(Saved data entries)
☆ ☆ ☆ ☆
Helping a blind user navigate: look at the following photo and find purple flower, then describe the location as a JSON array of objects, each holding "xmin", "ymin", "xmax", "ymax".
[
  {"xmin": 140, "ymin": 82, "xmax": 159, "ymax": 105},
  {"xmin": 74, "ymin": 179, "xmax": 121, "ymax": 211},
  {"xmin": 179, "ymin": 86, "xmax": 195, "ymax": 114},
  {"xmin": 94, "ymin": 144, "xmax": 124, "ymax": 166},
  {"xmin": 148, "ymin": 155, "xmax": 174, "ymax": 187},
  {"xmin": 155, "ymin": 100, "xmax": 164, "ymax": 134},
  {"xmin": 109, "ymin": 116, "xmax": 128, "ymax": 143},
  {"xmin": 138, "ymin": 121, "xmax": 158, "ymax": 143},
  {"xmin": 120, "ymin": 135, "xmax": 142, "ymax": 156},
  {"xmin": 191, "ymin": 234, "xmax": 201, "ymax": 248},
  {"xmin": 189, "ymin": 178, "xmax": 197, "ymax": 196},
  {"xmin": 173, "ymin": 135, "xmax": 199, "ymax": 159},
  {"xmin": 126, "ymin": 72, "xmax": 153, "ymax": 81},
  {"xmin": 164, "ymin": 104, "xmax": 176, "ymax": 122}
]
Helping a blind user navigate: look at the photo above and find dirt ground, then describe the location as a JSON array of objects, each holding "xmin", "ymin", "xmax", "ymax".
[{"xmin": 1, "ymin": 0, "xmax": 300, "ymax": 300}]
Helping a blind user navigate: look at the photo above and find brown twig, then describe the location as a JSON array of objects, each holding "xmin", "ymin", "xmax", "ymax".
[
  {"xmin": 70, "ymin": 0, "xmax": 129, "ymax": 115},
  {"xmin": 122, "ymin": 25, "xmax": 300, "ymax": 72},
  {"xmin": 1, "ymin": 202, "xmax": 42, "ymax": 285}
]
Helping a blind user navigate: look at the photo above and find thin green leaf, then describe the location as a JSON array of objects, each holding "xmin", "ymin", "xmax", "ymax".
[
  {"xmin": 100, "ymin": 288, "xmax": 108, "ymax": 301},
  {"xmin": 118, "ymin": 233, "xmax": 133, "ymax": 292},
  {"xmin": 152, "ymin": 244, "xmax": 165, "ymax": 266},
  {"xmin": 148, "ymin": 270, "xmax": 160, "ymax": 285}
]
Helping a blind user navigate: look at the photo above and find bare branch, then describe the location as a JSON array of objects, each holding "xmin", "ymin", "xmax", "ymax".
☆ ☆ ☆ ☆
> **TRY IT**
Exactly the lines from the one containing "and find brown" through the end of the records above are to be printed, and no others.

> **ANSWER**
Helping a blind user navigate: look at the photo above and find brown twig, then describe the location as a JSON array of objects, each holding "xmin", "ymin", "xmax", "ymax".
[
  {"xmin": 70, "ymin": 0, "xmax": 129, "ymax": 115},
  {"xmin": 122, "ymin": 25, "xmax": 300, "ymax": 72},
  {"xmin": 1, "ymin": 202, "xmax": 42, "ymax": 285}
]
Helping a blind user navigate: look at the photo above and find thin green leaf, then describe the location as a JSON array of objects, each holding "xmin", "ymin", "xmax", "ymax".
[
  {"xmin": 100, "ymin": 288, "xmax": 108, "ymax": 301},
  {"xmin": 118, "ymin": 233, "xmax": 133, "ymax": 292},
  {"xmin": 152, "ymin": 244, "xmax": 165, "ymax": 266},
  {"xmin": 148, "ymin": 270, "xmax": 160, "ymax": 285}
]
Helping a blind user navigate: look at the photo above and find bare branch, then describe the location as a JSON array of objects, each holding "xmin", "ymin", "xmax", "ymax".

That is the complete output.